>> START Data supplied

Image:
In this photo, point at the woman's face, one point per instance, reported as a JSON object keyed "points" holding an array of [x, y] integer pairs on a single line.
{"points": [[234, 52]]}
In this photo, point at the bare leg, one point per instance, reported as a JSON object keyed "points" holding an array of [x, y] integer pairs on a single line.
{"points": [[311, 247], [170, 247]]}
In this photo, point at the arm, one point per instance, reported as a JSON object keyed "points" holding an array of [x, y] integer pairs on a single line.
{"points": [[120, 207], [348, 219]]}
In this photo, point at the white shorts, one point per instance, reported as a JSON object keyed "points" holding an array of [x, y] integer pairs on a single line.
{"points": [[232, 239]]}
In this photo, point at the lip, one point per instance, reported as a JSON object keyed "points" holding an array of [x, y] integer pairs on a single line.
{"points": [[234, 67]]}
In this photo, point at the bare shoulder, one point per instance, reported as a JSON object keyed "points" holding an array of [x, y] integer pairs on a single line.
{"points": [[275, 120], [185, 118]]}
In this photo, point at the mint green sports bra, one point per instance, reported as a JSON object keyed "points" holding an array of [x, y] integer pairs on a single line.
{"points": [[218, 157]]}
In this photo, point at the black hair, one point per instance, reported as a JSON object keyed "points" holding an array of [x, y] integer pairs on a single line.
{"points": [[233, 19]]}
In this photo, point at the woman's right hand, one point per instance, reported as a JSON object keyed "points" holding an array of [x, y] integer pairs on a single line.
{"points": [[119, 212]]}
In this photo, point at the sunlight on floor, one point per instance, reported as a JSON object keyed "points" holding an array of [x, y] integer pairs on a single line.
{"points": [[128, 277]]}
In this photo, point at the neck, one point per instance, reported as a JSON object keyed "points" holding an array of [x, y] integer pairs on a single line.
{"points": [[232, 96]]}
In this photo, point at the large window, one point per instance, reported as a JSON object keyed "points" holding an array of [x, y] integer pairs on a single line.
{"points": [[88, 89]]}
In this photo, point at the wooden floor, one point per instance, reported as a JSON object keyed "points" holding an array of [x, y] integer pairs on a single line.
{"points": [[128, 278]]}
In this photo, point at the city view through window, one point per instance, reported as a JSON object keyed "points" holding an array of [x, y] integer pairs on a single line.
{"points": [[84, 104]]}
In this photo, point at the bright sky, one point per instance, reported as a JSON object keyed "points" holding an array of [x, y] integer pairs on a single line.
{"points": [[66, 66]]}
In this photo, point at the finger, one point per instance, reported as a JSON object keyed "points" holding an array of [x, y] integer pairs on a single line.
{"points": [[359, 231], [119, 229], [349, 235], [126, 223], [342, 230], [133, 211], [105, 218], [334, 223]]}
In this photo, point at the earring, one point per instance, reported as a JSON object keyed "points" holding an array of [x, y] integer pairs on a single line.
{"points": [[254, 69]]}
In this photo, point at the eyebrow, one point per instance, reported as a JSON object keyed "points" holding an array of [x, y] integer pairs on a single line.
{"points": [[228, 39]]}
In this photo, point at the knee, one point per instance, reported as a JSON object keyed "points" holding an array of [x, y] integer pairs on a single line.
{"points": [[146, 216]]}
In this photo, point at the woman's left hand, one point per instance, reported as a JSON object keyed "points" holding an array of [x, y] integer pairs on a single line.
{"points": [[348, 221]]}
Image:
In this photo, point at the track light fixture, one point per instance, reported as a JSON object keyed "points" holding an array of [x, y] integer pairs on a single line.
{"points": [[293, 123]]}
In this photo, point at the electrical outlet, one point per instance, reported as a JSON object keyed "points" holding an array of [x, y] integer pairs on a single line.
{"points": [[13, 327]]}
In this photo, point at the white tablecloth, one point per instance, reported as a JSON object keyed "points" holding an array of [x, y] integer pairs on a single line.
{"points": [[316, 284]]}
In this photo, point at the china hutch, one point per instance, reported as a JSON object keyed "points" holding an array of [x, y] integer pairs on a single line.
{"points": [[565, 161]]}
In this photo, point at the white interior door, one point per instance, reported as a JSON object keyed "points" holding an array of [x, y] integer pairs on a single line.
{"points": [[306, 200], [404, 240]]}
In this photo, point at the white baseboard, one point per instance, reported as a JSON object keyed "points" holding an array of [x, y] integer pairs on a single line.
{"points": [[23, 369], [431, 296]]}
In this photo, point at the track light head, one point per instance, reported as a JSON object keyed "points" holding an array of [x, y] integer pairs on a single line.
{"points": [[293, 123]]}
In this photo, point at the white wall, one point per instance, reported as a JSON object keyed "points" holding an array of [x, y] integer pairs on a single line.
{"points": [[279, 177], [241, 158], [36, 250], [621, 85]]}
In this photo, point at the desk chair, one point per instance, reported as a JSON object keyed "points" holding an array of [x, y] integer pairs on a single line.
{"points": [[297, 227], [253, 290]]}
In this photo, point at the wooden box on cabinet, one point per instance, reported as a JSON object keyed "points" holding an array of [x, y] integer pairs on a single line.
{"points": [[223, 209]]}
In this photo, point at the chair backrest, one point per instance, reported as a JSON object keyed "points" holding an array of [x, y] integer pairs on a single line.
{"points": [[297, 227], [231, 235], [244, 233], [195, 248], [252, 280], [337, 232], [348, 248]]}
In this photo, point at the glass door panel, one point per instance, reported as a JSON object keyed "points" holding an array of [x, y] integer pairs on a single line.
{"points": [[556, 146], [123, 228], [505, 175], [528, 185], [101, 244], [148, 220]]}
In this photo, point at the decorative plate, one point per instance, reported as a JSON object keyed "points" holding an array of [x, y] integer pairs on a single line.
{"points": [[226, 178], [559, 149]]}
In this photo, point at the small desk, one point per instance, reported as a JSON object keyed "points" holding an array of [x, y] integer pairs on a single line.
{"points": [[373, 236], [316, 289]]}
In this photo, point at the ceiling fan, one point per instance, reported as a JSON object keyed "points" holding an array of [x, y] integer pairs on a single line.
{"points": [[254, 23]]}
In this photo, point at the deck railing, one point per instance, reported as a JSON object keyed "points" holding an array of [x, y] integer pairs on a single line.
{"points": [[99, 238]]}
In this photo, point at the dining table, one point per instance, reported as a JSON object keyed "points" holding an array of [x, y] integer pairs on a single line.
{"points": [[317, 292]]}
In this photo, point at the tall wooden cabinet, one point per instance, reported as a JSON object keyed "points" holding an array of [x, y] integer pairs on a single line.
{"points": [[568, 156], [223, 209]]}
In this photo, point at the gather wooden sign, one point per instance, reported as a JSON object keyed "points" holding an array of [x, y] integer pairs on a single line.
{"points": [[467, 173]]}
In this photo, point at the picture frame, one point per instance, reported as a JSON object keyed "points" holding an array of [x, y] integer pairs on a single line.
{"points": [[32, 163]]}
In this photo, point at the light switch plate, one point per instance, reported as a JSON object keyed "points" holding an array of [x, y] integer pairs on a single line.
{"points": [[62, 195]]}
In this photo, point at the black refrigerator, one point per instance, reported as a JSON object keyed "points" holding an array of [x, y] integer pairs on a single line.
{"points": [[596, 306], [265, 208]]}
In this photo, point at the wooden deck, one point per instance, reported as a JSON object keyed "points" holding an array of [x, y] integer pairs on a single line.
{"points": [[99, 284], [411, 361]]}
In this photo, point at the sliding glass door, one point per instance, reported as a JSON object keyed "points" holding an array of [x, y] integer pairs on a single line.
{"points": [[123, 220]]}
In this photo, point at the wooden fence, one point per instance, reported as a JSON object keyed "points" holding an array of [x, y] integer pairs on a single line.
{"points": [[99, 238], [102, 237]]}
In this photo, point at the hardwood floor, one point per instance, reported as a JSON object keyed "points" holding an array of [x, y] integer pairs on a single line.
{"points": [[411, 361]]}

>> END Data supplied

__Exercise brief__: Retype the whole listing above exactly.

__Result of this exercise__:
Image:
In this photo, point at the woman's face, one point per instance, reported as a JSON object keyed "points" holding an array of [x, y] integer pairs on a single line.
{"points": [[234, 52]]}
In this photo, point at the bare leg, one point per instance, reported as a JSON object keyed "points" holding an array of [x, y] integer pairs on a single line.
{"points": [[311, 247], [170, 247]]}
In this photo, point at the arm, one point per instance, reported as a JSON object keyed "points" holding an array of [x, y] integer pairs on a single line.
{"points": [[120, 207], [348, 219]]}
In this photo, point at the white shorts, one point per instance, reported as a JSON object keyed "points" holding an array of [x, y] integer pairs on a single line.
{"points": [[232, 239]]}
In this photo, point at the lip, one point per instance, reported as a JSON object keyed "points" holding an array of [x, y] integer pairs on a single line.
{"points": [[234, 67]]}
In this photo, point at the bare shoulder, one point per instance, reported as a JSON object keyed "points" holding an array of [x, y] integer pairs on a single line.
{"points": [[275, 120], [185, 118]]}
In this photo, point at the mint green sports bra, one point per instance, reported as a JSON object keyed "points" holding an array of [x, y] integer pairs on a single line.
{"points": [[218, 157]]}
In this photo, point at the black hair, one point per instance, reported as a JSON object keyed "points" holding an array of [x, y] integer pairs on a single line.
{"points": [[233, 19]]}
In this photo, point at the woman's right hand, one point per instance, reported as a JSON object keyed "points" holding an array of [x, y] integer pairs on a single line.
{"points": [[119, 212]]}
In this photo, point at the sunlight on floor, one point per instance, reported as a JSON object keyed "points" holding an array of [x, y] integer pairs on a single line.
{"points": [[128, 277]]}
In this photo, point at the neck, one point per instance, reported as a JSON object keyed "points" holding an array of [x, y] integer pairs on a single line.
{"points": [[232, 96]]}
In this photo, point at the large window, one point per instance, reported as a JSON object keyed "points" holding an array of [x, y] integer pairs on a single line.
{"points": [[88, 89]]}
In this photo, point at the wooden floor, one point per instance, reported as a JSON object keyed "points" holding an array of [x, y] integer pairs on a single line.
{"points": [[128, 278]]}
In this photo, point at the city view through window, one point per instance, reported as a JSON object keyed "points" holding an array of [x, y] integer pairs on a single line.
{"points": [[84, 104]]}
In this photo, point at the bright sky, one point per instance, reported as a JSON object keyed "points" holding an array of [x, y] integer pairs on a single line.
{"points": [[66, 66]]}
In this photo, point at the finger, one point per instance, reported as a JSON object keyed "points" holding an array of [x, y] integer pairs on a single line.
{"points": [[359, 231], [119, 229], [349, 235], [126, 223], [342, 230], [133, 211], [105, 218], [334, 223]]}
In this photo, point at the earring, one point per instance, reported as a JSON object keyed "points" holding an array of [x, y] integer pairs on a single line.
{"points": [[254, 69]]}
In this photo, point at the eyebrow, one point per instance, reported as a JSON object keyed "points" holding an array of [x, y] integer pairs on a single line.
{"points": [[228, 39]]}
In this photo, point at the knee, one point per instance, reported as a JSON object keyed "points" holding an array of [x, y] integer pairs on a single line.
{"points": [[146, 216]]}
In this photo, point at the woman's left hand, one point per instance, reported as a JSON object keyed "points" holding an array of [x, y] integer pairs on a single line.
{"points": [[348, 221]]}
Image:
In this photo, point at the track light fixture, one point per instance, reported as a JSON object keyed "points" holding an array of [x, y] integer pairs on a single line.
{"points": [[293, 123]]}
In this photo, point at the electrical outlet, one point per instance, reported as a JSON object keyed "points" holding an array of [x, y] integer pairs on a single line.
{"points": [[13, 327]]}
In this photo, point at the white tablecloth, one point per instance, reported as a JSON object keyed "points" holding an array of [x, y] integer pairs on a single line.
{"points": [[316, 284]]}
In this photo, point at the china hutch, one point per instance, reported as a JSON object keyed "points" holding an array of [x, y] integer pairs on a single line.
{"points": [[565, 161]]}
In this photo, point at the white interior door, one point per instance, reported as a JSON object keyed "points" holding an array of [x, y] integer pairs on a single line.
{"points": [[306, 200], [404, 240]]}
In this photo, point at the white baseboard, one point per instance, reported as a JSON object keyed "points" holding an array of [x, y] integer pairs on a single line.
{"points": [[23, 369], [431, 296]]}
In this photo, point at the track light head, one point per instance, reported as a JSON object keyed "points" holding an array of [x, y] integer pairs on a single line.
{"points": [[293, 123]]}
In this photo, point at the white wall, one point per instance, reported as a JSON object keyed "points" holding an array of [x, y] integer pairs on a single line.
{"points": [[279, 177], [241, 158], [36, 250], [621, 85]]}
In this photo, point at the desk chair, one point per instance, reported as a JSON object keyed "points" holding an array of [x, y] integer pairs on a single line.
{"points": [[297, 227], [253, 290]]}
In this photo, point at the wooden box on cabinet, one point per instance, reported as a JSON object keyed "points" holding an array of [x, y] integer pairs on a single line.
{"points": [[223, 209]]}
In this photo, point at the chair backrest, one point per instance, reported as a JSON object keyed "points" holding an array of [x, y] integer pairs on a single line.
{"points": [[297, 227], [231, 235], [244, 233], [195, 248], [252, 280], [337, 232], [348, 248]]}
In this photo, point at the glass door panel, one point per instance, reported as a JSON object keyed "points" holding an array of [x, y] integer pairs on a single line.
{"points": [[556, 146], [123, 228], [505, 175], [528, 185], [101, 244], [148, 220]]}
In this photo, point at the decorative plate, one point per instance, reported as a JSON object keyed "points" holding an array of [x, y] integer pairs on a single line.
{"points": [[226, 178], [559, 149]]}
In this photo, point at the small desk, one point per instance, reported as a JSON object keyed "points" holding an array of [x, y] integer pairs on a single line.
{"points": [[373, 236], [316, 289]]}
In this photo, point at the ceiling fan, one point per instance, reported as a JSON object keyed "points" holding an array of [x, y] integer pairs on a single line.
{"points": [[254, 23]]}
In this photo, point at the deck railing, one point per instance, reported as a JSON object keyed "points" holding an array of [x, y] integer pairs on a single line.
{"points": [[99, 238]]}
In this photo, point at the dining table, one point per instance, reported as a JSON object keyed "points" holding an array of [x, y] integer pairs on a single line.
{"points": [[317, 292]]}
In this photo, point at the tall wooden cabinet, one point per instance, reported as a JSON object keyed "points" holding an array of [x, y] integer pairs on a single line.
{"points": [[568, 156], [223, 209]]}
In this photo, point at the gather wooden sign, one point per instance, reported as a JSON object keyed "points" holding an array of [x, y] integer pairs on a single line.
{"points": [[467, 173]]}
In this photo, point at the picture frame, one point per instance, reported as a JSON object keyed "points" holding an array of [x, y] integer pairs on a single line.
{"points": [[32, 163]]}
In this photo, point at the light switch plate, one point per instance, reported as a JSON object keyed "points" holding an array of [x, y] integer pairs on a single line.
{"points": [[62, 195]]}
In this photo, point at the black refrigerator, one point per instance, reported as a JSON object keyed "points" holding an array of [x, y] integer pairs on a single line.
{"points": [[596, 306], [265, 208]]}
In this photo, point at the wooden deck, one point per instance, reported as a JSON object keyed "points" holding an array of [x, y] integer pairs on a single line.
{"points": [[99, 284], [411, 361]]}
In this photo, point at the sliding glass door, one point per instance, reported as a JSON object keyed "points" holding an array of [x, y] integer pairs on a single line.
{"points": [[123, 220]]}
In this photo, point at the wooden fence, one point per instance, reported as a JSON object keyed "points" holding an array of [x, y] integer pairs on a single line.
{"points": [[99, 238], [102, 237]]}
In this photo, point at the hardwood floor, one point per instance, reported as a JSON object keyed "points" holding an array of [x, y] integer pairs on a single line.
{"points": [[411, 361]]}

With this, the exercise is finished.